**Your task**
Among the lines below, restate word for word only those from the line with "target | navy suit jacket" through the line with "target | black trousers", with both end lines kept.

**The records**
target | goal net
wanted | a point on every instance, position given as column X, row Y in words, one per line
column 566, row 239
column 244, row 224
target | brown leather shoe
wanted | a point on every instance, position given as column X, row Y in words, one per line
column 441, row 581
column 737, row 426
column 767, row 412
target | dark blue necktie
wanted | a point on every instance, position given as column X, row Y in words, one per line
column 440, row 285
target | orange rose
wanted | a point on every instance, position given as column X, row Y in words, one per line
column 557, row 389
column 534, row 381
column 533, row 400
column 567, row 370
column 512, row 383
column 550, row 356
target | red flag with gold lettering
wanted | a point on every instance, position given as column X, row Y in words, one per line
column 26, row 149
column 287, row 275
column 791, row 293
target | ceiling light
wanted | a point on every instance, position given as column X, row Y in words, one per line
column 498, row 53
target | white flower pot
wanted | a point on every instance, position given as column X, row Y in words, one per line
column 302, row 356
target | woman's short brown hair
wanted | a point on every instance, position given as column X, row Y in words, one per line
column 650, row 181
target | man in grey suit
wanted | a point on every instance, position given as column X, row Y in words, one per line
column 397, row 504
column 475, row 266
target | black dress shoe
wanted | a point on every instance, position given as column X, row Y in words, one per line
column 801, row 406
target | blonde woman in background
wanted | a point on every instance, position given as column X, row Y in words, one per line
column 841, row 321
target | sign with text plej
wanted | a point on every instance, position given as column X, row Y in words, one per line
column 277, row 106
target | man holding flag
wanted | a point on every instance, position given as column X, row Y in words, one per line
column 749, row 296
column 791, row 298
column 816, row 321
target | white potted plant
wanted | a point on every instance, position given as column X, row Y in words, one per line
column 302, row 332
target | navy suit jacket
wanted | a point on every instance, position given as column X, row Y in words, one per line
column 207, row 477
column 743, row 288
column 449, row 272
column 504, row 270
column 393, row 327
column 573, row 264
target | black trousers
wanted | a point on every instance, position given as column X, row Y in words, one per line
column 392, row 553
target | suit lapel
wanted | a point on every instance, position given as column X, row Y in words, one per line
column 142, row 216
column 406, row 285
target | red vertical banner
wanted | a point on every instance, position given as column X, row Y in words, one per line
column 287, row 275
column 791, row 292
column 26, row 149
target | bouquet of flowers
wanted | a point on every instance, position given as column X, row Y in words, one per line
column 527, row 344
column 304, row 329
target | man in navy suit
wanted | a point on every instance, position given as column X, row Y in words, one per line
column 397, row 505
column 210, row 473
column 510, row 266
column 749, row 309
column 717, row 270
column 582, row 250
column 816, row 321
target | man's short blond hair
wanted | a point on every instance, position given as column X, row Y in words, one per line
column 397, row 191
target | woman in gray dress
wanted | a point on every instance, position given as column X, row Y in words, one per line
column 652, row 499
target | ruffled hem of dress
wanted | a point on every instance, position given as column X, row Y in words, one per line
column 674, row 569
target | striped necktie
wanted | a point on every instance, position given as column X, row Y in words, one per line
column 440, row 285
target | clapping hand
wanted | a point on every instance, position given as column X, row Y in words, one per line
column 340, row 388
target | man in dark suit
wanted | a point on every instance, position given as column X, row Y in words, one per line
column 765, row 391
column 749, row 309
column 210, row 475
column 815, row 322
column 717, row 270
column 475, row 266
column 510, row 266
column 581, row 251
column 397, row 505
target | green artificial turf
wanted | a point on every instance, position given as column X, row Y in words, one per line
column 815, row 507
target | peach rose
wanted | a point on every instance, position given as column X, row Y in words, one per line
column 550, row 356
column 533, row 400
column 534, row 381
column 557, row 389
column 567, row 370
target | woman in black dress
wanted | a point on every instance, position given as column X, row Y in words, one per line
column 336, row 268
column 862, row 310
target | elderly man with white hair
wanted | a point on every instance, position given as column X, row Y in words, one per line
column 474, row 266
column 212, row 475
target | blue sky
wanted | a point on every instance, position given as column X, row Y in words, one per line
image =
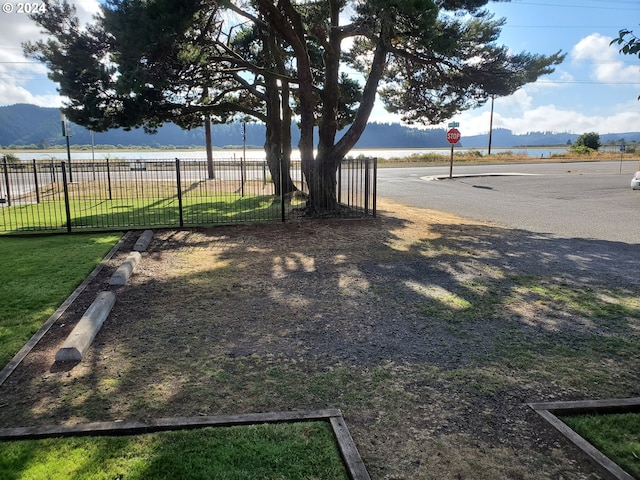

**Exercise output**
target | navy suit jacket
wanted | a point on every instance, position given as column X, row Y in words, one per line
column 207, row 477
column 743, row 288
column 449, row 272
column 504, row 270
column 393, row 327
column 573, row 264
target | black trousers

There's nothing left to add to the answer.